_Source_.
Two Data Scraping Examples

Using python’s beautifulSoup to extract data from the web

4 min readApr 17, 2023

Intro

Data scraping, also known as web scraping or data extraction, is the process of extracting data from websites and using them to conduct data analysis or for other potential uses. While data scraping can be a valuable technique for collecting and analysing information in many cases, it is also important to recognise that it’s not always legal or ethical.

Legal and ethical concerns: Some websites explicitly forbid data scraping in their terms of service, and scraping such sites could lead to legal consequences. Additionally, data scraping can raise privacy concerns, especially when dealing with personal or sensitive information.

Impact on servers: Data scraping can cause server strain and increased bandwidth usage, especially when done at high frequency or in large volumes with data crawling models. In some cases, excessive data scraping can even cause servers to crash or become temporarily unavailable.

How to proceed with data scraping: To engage in responsible and ethical data scraping, consider the following:

Check for permissions: Always review a website’s terms of service or robots.txt file to determine if data scraping is allowed.
Limit your scraping rate: Don’t overload servers by sending too many requests in a short amount of time.
Use APIs when available: Many websites provide APIs that allow structured access to their data. Using an API is often a more efficient and legal way to access data compared to scraping. A lot of the APIs are free whilst others are subscription based.

_Task to carry out_.
Reproduce word for word the passage of the data scraping article starting with "Impact on servers: Data" and going on through "scraping is allowed.".

_Information supplied_.
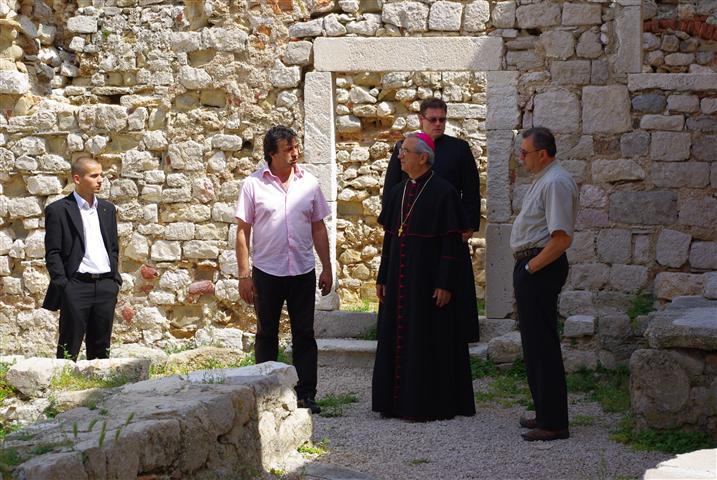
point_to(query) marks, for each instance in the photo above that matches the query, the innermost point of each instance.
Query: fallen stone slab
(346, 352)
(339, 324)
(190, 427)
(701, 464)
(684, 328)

==

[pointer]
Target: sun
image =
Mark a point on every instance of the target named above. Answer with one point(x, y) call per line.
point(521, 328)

_Solution to the problem_.
Impact on servers: Data scraping can cause server strain and increased bandwidth usage, especially when done at high frequency or in large volumes with data crawling models. In some cases, excessive data scraping can even cause servers to crash or become temporarily unavailable.

How to proceed with data scraping: To engage in responsible and ethical data scraping, consider the following:

Check for permissions: Always review a website’s terms of service or robots.txt file to determine if data scraping is allowed.